**Task brief:** Can you reproduce everything from the start of the rows down to the line containing "positive clicks: (158, 156)", with both ends included and nothing changed?

**Source records:**
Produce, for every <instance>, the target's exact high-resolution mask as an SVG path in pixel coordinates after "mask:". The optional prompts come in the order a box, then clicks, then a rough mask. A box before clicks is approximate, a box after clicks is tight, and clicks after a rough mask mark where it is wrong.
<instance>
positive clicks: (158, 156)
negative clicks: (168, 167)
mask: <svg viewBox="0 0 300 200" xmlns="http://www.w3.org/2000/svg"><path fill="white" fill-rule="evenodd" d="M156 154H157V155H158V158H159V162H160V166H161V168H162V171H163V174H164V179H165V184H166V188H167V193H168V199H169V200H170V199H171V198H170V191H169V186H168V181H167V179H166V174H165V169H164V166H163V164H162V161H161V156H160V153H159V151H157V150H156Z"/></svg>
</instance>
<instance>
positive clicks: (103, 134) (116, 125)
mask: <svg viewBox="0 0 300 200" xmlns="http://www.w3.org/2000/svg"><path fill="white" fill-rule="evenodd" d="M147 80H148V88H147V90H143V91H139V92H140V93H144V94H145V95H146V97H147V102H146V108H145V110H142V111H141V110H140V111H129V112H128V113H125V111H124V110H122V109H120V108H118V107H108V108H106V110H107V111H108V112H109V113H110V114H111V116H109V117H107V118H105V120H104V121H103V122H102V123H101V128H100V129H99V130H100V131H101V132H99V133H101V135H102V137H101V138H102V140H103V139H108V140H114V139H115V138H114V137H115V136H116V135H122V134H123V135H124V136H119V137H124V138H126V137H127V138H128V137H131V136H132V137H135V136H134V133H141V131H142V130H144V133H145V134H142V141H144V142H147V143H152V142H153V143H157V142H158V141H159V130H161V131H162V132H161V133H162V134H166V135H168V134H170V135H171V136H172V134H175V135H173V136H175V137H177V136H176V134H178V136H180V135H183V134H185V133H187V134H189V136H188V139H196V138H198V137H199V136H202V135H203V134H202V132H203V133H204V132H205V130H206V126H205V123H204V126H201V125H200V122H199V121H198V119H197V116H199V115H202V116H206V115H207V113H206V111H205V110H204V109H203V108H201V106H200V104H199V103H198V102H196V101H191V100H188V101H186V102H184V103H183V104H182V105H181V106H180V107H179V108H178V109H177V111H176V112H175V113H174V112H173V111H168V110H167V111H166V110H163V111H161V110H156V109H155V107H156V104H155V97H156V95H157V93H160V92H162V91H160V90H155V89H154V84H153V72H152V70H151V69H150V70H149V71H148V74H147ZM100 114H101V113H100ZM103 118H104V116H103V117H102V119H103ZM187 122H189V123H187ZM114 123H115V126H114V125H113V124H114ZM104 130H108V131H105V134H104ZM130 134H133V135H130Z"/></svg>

**Result:**
Produce, for every <instance>, the target's exact high-resolution mask as an SVG path in pixel coordinates after "mask:". The optional prompts come in the order a box, then clicks, then a rough mask. A box before clicks is approximate, a box after clicks is tight, and clicks after a rough mask mark where it is wrong.
<instance>
positive clicks: (158, 156)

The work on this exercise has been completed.